DATA FOR PROCESSING:
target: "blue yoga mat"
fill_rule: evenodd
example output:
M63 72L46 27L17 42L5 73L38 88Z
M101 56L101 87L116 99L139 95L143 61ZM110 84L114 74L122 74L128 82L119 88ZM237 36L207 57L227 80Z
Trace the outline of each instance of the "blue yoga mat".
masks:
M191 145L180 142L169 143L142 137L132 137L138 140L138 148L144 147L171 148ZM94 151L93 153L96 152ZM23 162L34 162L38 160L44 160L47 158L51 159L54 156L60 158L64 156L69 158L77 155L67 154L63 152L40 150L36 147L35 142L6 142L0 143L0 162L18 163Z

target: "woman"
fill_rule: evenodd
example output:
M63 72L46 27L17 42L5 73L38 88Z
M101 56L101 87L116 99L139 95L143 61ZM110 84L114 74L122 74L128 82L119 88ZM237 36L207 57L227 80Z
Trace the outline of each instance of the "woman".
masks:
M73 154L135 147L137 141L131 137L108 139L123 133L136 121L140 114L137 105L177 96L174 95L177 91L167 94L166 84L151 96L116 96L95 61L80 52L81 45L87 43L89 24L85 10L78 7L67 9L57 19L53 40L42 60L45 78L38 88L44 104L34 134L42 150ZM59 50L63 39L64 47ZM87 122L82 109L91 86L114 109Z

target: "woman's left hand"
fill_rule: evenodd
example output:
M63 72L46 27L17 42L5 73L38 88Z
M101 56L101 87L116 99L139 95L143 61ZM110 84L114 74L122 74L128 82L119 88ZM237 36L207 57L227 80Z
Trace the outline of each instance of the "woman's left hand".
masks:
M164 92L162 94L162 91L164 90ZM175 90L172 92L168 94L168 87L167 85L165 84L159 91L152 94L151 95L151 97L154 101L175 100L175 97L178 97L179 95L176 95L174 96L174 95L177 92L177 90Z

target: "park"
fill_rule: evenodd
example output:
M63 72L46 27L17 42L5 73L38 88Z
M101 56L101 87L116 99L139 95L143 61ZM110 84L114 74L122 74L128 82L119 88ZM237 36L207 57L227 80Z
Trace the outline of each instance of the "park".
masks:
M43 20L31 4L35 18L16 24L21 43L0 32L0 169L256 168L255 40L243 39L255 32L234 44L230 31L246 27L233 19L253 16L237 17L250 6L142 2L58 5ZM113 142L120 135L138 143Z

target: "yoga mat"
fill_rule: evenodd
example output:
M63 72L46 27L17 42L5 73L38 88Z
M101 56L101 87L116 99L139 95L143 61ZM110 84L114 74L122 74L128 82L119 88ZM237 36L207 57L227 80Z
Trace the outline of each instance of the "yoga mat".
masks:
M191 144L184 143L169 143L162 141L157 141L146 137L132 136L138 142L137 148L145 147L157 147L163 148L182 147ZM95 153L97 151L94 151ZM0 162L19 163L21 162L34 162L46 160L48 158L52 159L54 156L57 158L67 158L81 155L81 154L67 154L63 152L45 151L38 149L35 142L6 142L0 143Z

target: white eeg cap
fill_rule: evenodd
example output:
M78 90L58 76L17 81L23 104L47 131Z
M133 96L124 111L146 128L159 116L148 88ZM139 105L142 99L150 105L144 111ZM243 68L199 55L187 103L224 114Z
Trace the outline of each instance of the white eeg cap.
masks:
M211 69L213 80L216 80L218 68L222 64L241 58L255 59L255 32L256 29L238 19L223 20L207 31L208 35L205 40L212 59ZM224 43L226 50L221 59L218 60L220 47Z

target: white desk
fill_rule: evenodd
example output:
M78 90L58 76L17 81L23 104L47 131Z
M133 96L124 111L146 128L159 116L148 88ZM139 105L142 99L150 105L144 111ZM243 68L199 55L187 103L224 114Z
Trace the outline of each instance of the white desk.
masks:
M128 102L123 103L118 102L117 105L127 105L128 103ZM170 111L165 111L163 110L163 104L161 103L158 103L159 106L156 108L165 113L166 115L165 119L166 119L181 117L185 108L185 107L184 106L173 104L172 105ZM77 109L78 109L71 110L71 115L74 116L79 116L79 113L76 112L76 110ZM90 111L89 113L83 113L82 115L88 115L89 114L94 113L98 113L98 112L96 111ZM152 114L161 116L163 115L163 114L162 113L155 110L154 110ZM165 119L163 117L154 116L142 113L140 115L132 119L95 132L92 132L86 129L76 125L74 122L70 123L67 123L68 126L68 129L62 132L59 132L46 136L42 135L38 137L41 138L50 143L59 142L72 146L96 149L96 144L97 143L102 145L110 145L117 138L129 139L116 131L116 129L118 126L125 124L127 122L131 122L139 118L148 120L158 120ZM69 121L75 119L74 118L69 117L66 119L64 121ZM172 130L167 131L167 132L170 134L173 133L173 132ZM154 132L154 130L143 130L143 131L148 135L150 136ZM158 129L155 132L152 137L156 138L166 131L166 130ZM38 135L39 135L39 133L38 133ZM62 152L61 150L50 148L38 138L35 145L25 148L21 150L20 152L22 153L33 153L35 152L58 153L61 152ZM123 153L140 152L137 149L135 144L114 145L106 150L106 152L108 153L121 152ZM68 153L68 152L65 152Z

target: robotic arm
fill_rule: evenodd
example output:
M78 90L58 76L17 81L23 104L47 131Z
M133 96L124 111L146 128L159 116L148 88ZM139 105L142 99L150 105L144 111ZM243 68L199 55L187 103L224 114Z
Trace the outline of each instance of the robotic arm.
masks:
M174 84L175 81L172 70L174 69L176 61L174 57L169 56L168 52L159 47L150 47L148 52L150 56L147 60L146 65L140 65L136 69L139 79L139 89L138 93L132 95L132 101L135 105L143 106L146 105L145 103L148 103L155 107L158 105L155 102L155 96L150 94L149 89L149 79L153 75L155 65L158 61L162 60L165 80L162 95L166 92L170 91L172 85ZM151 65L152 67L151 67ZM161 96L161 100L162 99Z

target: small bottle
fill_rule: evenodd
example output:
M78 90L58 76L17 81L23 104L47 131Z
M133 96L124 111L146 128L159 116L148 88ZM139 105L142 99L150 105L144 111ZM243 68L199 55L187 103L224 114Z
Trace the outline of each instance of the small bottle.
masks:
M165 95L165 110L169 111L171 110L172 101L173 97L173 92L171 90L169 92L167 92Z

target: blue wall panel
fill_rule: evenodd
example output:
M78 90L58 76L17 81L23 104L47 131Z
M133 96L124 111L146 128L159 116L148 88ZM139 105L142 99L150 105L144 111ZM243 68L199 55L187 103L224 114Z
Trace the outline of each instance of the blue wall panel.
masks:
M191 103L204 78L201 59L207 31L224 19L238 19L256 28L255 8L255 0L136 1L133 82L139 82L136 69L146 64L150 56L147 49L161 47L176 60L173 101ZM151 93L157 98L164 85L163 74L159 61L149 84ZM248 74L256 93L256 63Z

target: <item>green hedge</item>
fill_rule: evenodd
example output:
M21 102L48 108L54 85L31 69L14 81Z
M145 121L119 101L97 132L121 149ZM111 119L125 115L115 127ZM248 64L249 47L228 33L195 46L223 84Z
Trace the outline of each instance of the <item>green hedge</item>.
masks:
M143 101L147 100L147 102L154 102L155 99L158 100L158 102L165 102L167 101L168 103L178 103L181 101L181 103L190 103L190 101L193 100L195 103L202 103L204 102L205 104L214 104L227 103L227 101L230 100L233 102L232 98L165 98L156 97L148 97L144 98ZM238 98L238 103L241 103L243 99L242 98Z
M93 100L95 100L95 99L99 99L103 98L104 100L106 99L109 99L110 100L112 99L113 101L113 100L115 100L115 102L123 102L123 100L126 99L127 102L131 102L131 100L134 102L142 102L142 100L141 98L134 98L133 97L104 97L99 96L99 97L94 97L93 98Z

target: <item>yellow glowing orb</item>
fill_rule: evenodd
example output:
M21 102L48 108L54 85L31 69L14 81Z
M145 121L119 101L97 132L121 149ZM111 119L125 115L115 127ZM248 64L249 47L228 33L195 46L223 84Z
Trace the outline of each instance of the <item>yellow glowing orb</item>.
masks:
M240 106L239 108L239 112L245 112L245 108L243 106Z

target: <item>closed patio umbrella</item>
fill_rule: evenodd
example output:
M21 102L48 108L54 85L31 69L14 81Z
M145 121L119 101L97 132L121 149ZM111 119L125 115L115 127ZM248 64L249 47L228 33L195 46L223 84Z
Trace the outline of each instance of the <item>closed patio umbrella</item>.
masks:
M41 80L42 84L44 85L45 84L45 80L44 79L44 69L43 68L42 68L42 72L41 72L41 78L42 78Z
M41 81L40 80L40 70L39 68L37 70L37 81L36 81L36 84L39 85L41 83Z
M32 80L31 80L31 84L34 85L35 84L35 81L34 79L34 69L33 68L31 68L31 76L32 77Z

GIVEN INSTRUCTION:
Swap "Trace" for "Draw" in the records from the beginning up to and including the line with "M164 92L162 94L162", and give back only those lines with nothing else changed.

CORRECT OUTPUT:
target: "blue yoga mat"
fill_rule: evenodd
example output:
M63 72L46 27L17 42L5 73L38 88Z
M101 56L101 87L116 99L139 95L143 61ZM110 84L114 74L122 74L128 82L119 88ZM237 36L207 57L227 80Z
Draw the outline of each instance of the "blue yoga mat".
masks:
M191 145L180 142L169 143L142 137L132 137L138 140L138 148L144 147L171 148ZM94 151L93 153L96 152ZM23 162L34 162L38 160L44 160L47 158L51 159L54 156L60 158L64 156L69 158L77 155L67 154L63 152L40 150L36 147L35 142L6 142L0 143L0 162L18 163Z

target: "woman"
fill_rule: evenodd
example output:
M63 72L46 27L17 42L5 73L38 88Z
M101 56L101 87L116 99L139 95L143 61ZM110 84L114 74L122 74L128 82L119 88ZM237 36L207 57L227 80Z
Draw the outline of each instance of the "woman".
masks:
M73 154L135 147L137 141L131 137L108 139L123 133L136 121L140 114L137 105L177 96L174 95L177 91L167 94L166 84L151 96L116 96L95 61L80 52L81 45L87 43L89 24L85 10L78 7L67 9L57 19L53 40L42 60L45 78L38 88L44 104L34 134L42 150ZM59 50L63 39L64 47ZM87 122L82 109L91 86L114 109Z

target: "woman's left hand"
fill_rule: evenodd
example output:
M63 72L46 27L17 42L5 73L38 88Z
M101 56L101 87L116 99L139 95L143 61ZM110 84L114 74L122 74L128 82L119 88ZM237 36L207 57L227 80Z
Draw the outline of each instance of the "woman's left hand".
masks:
M164 92L162 94L162 91L164 90ZM175 90L172 92L168 94L168 87L167 85L165 84L159 91L152 94L151 95L151 97L154 101L175 100L175 97L178 97L179 95L176 95L174 96L174 95L177 92L177 90Z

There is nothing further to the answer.